### Material provided

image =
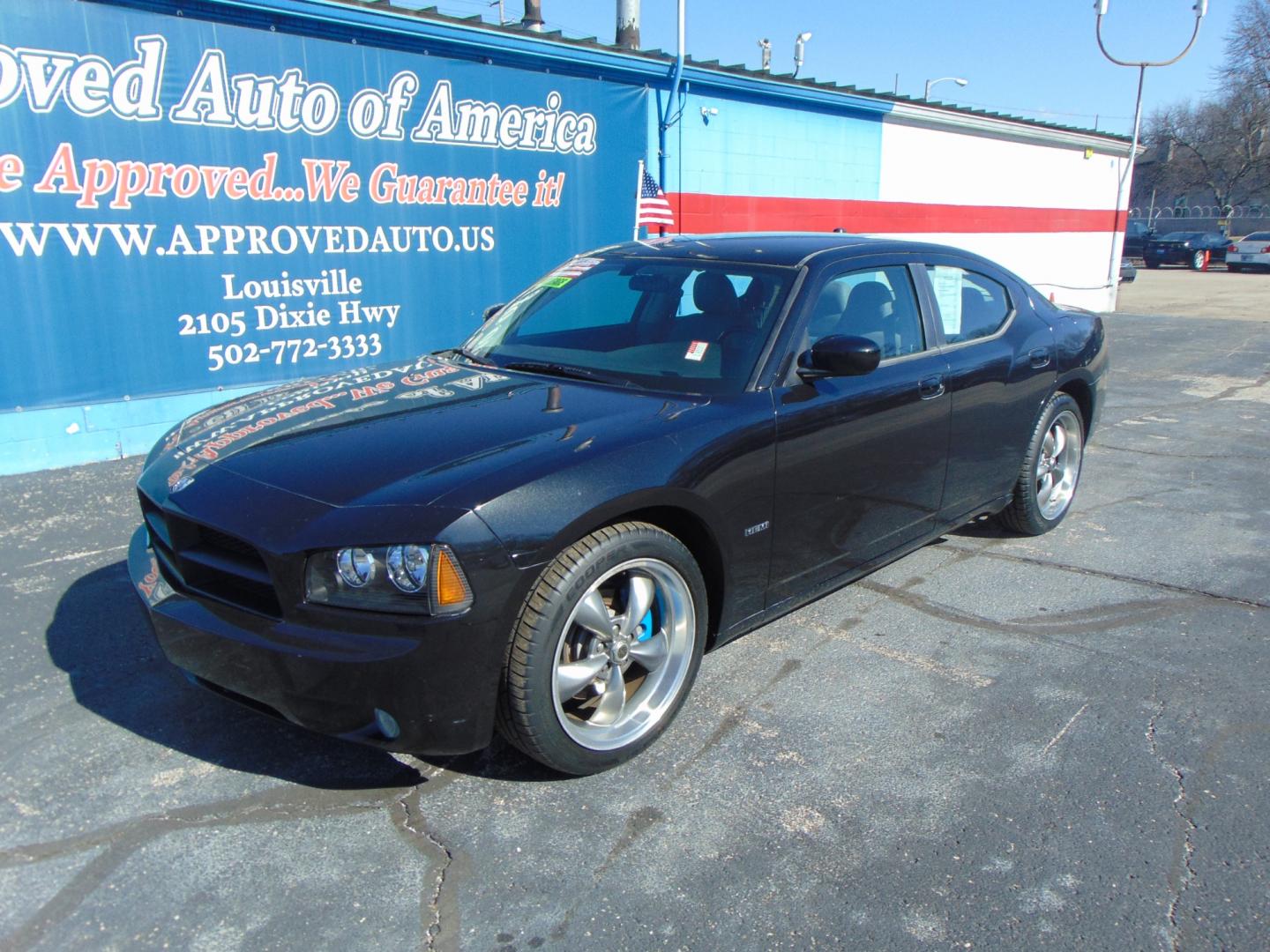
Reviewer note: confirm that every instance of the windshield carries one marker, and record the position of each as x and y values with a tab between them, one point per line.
683	326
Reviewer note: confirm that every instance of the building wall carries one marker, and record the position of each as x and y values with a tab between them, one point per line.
104	346
1042	208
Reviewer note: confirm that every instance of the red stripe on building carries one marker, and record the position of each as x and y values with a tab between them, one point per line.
698	212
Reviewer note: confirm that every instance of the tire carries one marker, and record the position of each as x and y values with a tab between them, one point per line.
576	643
1027	514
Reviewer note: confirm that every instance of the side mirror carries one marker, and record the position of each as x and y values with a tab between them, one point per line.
840	355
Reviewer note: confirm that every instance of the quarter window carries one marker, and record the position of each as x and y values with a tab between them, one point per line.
878	303
972	306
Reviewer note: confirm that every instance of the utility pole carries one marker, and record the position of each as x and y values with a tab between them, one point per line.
533	19
628	25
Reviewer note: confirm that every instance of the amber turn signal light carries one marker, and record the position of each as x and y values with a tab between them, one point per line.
450	589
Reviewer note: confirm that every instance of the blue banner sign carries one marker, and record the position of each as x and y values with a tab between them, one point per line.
188	205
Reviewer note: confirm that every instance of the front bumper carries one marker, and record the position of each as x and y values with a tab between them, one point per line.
437	678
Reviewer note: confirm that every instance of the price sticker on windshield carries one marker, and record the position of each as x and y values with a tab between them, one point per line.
696	351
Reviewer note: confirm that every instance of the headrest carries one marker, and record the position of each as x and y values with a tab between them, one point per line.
832	301
870	294
713	292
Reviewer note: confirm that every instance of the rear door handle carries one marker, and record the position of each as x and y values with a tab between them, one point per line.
931	387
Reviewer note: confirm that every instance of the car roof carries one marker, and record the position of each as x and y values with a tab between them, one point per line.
779	248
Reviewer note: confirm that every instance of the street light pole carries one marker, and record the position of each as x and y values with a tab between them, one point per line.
1200	8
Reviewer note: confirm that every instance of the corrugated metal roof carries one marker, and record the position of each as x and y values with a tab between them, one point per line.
736	70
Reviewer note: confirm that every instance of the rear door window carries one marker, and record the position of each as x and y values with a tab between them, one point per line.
972	305
878	303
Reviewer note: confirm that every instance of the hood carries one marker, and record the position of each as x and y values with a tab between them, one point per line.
404	435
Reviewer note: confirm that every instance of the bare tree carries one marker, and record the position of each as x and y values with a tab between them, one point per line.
1221	146
1247	48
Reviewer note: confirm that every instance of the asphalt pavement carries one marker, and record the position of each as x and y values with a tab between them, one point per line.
996	741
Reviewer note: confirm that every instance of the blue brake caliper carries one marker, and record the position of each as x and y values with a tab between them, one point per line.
646	621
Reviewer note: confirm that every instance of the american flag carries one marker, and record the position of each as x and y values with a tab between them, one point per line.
652	207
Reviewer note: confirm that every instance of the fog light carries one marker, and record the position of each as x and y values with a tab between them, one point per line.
387	725
407	568
355	566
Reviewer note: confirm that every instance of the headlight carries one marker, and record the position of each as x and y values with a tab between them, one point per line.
409	577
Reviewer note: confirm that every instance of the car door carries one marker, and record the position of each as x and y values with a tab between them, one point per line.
1001	367
859	460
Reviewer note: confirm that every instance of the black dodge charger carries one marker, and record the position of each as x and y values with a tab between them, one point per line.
653	450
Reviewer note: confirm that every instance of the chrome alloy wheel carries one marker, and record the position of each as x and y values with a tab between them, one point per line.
1058	465
624	654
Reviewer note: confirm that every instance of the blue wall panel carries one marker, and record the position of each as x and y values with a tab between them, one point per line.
758	149
216	208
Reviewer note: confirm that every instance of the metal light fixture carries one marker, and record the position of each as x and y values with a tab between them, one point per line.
799	43
1100	6
930	84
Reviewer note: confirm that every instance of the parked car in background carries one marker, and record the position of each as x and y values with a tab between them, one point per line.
1185	248
658	446
1136	236
1249	251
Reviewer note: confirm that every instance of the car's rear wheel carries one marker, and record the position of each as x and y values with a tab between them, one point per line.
605	651
1050	471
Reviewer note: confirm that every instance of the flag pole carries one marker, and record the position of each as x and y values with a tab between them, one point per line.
639	188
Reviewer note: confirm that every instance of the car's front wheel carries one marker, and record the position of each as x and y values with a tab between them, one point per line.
1050	471
605	649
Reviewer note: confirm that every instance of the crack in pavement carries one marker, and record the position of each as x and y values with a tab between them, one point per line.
1114	576
122	839
1259	457
432	929
1183	873
1082	621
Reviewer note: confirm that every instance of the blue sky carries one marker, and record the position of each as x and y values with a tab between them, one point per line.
1027	57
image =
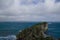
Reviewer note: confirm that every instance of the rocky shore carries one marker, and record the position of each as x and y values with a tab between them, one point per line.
36	32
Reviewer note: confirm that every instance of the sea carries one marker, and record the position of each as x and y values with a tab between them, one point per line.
9	30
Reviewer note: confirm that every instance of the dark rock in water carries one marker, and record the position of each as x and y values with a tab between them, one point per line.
36	32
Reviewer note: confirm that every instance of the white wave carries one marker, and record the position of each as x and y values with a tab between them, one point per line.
49	23
9	37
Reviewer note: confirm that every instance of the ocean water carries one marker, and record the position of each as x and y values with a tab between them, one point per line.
9	30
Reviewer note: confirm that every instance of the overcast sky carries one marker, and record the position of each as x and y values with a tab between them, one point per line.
30	10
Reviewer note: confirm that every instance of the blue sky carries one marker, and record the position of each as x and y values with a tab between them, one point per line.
30	10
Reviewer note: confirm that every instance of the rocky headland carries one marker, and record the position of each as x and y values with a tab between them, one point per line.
35	32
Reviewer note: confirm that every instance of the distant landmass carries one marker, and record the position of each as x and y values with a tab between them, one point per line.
36	32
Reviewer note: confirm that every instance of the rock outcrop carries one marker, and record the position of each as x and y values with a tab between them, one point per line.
36	32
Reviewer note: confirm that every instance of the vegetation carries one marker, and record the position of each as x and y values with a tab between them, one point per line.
36	32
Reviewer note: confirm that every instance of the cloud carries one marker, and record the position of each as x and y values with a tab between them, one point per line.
30	10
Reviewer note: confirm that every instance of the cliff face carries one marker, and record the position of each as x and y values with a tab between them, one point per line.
36	32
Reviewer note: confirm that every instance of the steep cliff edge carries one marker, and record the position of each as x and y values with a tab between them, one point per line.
36	32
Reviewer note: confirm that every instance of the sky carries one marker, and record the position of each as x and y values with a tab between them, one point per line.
30	10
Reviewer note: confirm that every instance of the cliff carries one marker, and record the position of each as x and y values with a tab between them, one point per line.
36	32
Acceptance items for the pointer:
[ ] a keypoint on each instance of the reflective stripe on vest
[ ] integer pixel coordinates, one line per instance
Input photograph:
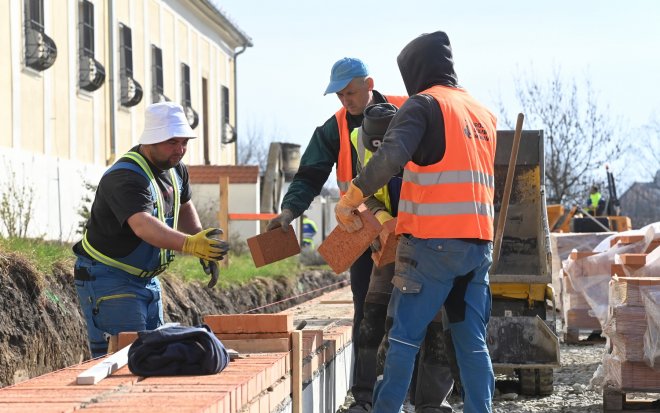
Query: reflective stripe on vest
(453, 198)
(165, 255)
(345, 161)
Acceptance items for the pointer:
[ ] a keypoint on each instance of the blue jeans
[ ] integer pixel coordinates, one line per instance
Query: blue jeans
(426, 272)
(113, 301)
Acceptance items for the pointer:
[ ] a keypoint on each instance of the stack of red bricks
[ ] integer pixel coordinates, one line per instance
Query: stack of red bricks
(630, 324)
(577, 314)
(585, 281)
(258, 381)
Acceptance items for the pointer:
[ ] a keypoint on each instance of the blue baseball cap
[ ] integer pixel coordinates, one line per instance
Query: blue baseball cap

### Aim of the exercise
Report how many lines of the entries above contain "baseball", and give no other output.

### Output for this task
2